EXERCISE OBJECTIVE: Copy the records from their beginning up to and including the line containing "M 15 53 L 0", requests included, and offset every coordinate in the answer outlines by adding 119 to it. Omit the pictures from your copy.

TASK INPUTS:
<<<<
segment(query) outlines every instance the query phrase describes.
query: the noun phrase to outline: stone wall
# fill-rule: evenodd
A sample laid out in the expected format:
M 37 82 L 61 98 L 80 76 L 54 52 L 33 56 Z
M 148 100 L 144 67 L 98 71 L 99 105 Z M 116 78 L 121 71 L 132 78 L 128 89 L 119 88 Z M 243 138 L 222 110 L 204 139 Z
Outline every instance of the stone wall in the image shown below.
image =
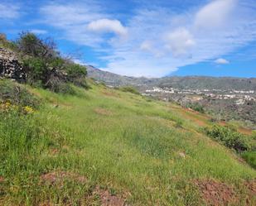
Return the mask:
M 15 53 L 0 47 L 0 77 L 26 81 L 24 68 L 19 63 Z

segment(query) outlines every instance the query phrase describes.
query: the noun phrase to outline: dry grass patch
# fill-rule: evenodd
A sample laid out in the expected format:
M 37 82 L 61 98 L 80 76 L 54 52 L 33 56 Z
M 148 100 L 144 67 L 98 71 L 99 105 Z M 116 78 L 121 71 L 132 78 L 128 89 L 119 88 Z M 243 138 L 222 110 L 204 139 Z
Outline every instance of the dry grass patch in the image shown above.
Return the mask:
M 105 116 L 110 116 L 113 115 L 113 113 L 108 109 L 101 108 L 96 108 L 94 109 L 94 113 L 100 114 L 100 115 L 105 115 Z
M 236 205 L 239 199 L 233 187 L 212 180 L 195 181 L 206 205 Z
M 78 174 L 66 171 L 53 171 L 50 173 L 43 174 L 40 176 L 40 181 L 41 184 L 64 184 L 65 180 L 75 181 L 80 184 L 85 184 L 87 179 Z

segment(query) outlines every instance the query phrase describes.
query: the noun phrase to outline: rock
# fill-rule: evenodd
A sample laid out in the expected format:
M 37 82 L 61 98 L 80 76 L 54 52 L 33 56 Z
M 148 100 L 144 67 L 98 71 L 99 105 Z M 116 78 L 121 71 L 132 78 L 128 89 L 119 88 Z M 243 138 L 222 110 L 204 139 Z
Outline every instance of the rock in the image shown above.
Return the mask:
M 9 78 L 18 82 L 26 81 L 24 68 L 16 55 L 7 49 L 0 47 L 0 77 Z

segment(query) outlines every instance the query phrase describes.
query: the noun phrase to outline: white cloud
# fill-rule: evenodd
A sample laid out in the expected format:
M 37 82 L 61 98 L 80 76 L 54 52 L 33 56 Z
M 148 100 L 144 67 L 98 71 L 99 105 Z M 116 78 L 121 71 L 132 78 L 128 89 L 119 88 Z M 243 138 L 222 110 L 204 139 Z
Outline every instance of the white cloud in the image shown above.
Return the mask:
M 30 31 L 31 32 L 34 33 L 34 34 L 46 34 L 48 31 L 46 30 L 41 30 L 41 29 L 32 29 Z
M 92 47 L 106 63 L 103 69 L 120 74 L 162 76 L 212 61 L 256 40 L 254 0 L 213 0 L 184 13 L 143 7 L 125 17 L 125 27 L 120 15 L 108 13 L 95 1 L 83 2 L 43 6 L 44 22 L 62 31 L 65 39 Z M 117 36 L 102 33 L 109 31 Z
M 215 29 L 225 26 L 237 0 L 215 0 L 200 9 L 196 14 L 195 26 L 199 29 Z
M 167 48 L 171 50 L 174 56 L 186 55 L 188 50 L 196 45 L 192 35 L 183 27 L 170 32 L 166 41 Z
M 127 29 L 118 20 L 99 19 L 89 22 L 88 29 L 93 31 L 114 32 L 118 35 L 126 35 Z
M 225 59 L 220 58 L 220 59 L 215 60 L 215 63 L 218 65 L 227 65 L 227 64 L 229 64 L 229 61 Z
M 112 45 L 114 41 L 113 37 L 106 40 L 102 32 L 118 36 L 127 33 L 118 20 L 112 20 L 99 4 L 89 0 L 83 3 L 50 3 L 41 7 L 40 12 L 45 23 L 62 30 L 65 39 L 79 45 L 99 49 L 101 43 Z
M 20 16 L 19 7 L 0 3 L 0 19 L 14 19 Z

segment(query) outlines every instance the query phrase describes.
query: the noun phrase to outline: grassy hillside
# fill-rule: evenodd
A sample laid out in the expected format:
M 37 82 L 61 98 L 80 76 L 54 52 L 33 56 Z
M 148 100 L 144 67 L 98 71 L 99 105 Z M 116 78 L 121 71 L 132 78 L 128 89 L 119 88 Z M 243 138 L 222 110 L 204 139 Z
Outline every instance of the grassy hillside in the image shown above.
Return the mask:
M 2 103 L 0 205 L 255 205 L 256 171 L 207 117 L 89 84 Z

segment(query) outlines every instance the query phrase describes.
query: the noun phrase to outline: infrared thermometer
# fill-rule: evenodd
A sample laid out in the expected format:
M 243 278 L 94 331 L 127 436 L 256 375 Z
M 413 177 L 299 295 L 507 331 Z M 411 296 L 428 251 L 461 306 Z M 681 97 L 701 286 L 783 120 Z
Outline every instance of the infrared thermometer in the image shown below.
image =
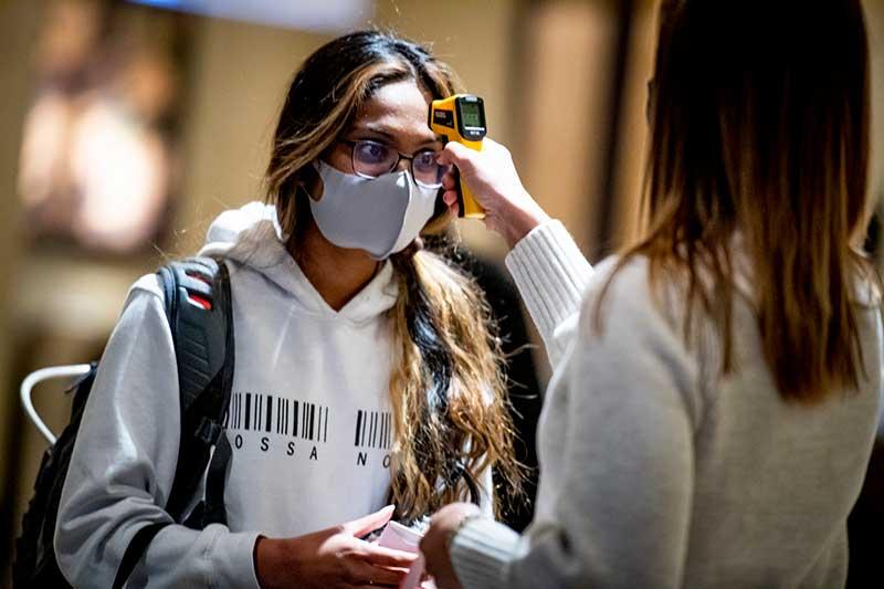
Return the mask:
M 485 103 L 480 96 L 472 94 L 455 94 L 448 98 L 433 101 L 430 106 L 430 128 L 445 143 L 457 141 L 470 149 L 482 151 L 482 139 L 487 133 Z M 459 217 L 484 219 L 485 211 L 473 198 L 456 168 L 455 176 L 457 177 Z

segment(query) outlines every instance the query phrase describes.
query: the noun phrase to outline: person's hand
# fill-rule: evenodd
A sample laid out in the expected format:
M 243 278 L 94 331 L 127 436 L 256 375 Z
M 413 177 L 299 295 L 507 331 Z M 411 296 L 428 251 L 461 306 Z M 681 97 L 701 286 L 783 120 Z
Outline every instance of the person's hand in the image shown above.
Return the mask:
M 383 526 L 393 507 L 296 538 L 259 538 L 255 574 L 262 589 L 283 587 L 398 587 L 415 555 L 382 548 L 360 536 Z
M 503 145 L 485 138 L 482 151 L 449 141 L 439 154 L 440 164 L 454 164 L 478 204 L 485 209 L 485 227 L 496 231 L 511 248 L 540 223 L 549 220 L 518 177 L 513 157 Z M 442 179 L 442 196 L 457 213 L 457 185 L 453 173 Z
M 432 575 L 439 589 L 461 589 L 449 555 L 449 543 L 467 517 L 481 515 L 472 503 L 452 503 L 439 509 L 430 519 L 430 528 L 421 539 L 421 553 L 427 560 L 427 572 Z

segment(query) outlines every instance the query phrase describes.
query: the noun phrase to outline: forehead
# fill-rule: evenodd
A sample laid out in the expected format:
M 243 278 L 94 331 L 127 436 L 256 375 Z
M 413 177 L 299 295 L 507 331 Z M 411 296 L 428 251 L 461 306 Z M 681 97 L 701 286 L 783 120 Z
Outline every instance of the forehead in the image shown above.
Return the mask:
M 432 97 L 413 80 L 386 84 L 366 101 L 354 127 L 380 127 L 393 135 L 407 134 L 434 138 L 427 119 Z

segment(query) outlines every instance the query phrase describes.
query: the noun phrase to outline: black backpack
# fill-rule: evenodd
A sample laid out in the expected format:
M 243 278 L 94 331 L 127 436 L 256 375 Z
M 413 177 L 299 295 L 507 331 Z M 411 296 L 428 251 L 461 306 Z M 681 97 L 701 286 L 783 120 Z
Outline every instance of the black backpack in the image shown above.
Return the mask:
M 223 423 L 234 360 L 228 269 L 210 257 L 191 257 L 165 265 L 157 274 L 175 343 L 181 401 L 181 443 L 166 511 L 176 523 L 194 529 L 212 523 L 227 524 L 224 480 L 231 448 L 223 435 Z M 93 362 L 90 372 L 71 388 L 71 421 L 43 454 L 34 495 L 15 543 L 14 587 L 70 587 L 55 559 L 53 536 L 64 478 L 97 366 Z M 206 498 L 183 519 L 207 465 Z M 115 589 L 126 583 L 150 540 L 166 525 L 150 524 L 138 530 L 117 569 Z

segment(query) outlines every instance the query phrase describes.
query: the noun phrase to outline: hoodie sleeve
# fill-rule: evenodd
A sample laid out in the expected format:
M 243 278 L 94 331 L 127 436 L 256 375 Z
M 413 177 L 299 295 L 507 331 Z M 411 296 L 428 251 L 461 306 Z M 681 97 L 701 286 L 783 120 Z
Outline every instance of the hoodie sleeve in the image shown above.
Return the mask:
M 74 587 L 110 587 L 141 527 L 164 509 L 180 438 L 178 376 L 157 277 L 133 287 L 107 344 L 71 457 L 55 553 Z M 128 587 L 257 588 L 256 532 L 171 524 L 150 543 Z
M 592 266 L 565 225 L 552 220 L 516 243 L 506 256 L 506 267 L 555 368 L 572 339 Z

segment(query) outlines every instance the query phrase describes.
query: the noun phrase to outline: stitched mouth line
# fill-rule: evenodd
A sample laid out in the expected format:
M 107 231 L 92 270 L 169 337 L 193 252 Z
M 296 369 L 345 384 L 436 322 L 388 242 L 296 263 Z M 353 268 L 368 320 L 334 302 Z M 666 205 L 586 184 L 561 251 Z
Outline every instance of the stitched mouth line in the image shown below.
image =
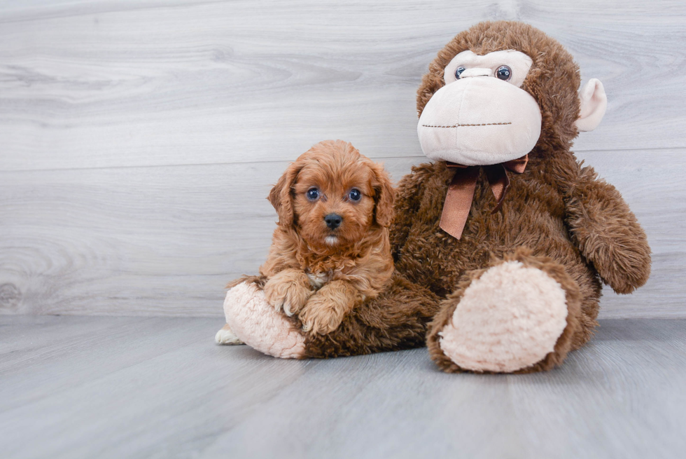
>>>>
ANSWER TO THIS EXERCISE:
segment(query) outlines every instance the query phrase describes.
query: the noun phrase to outline: stone wall
# fill-rule: evenodd
A sample laid out in the expected format:
M 37 82 L 61 98 L 80 76 L 54 52 L 33 56 Z
M 148 100 L 144 67 L 98 71 L 99 105 Z M 116 78 L 121 71 L 132 78 L 128 89 L 119 88 Z M 243 138 L 222 110 L 204 139 Z
Outline every instance of the stone wall in the image shown below.
image =
Return the mask:
M 134 172 L 119 166 L 119 196 L 145 200 L 143 187 L 138 182 Z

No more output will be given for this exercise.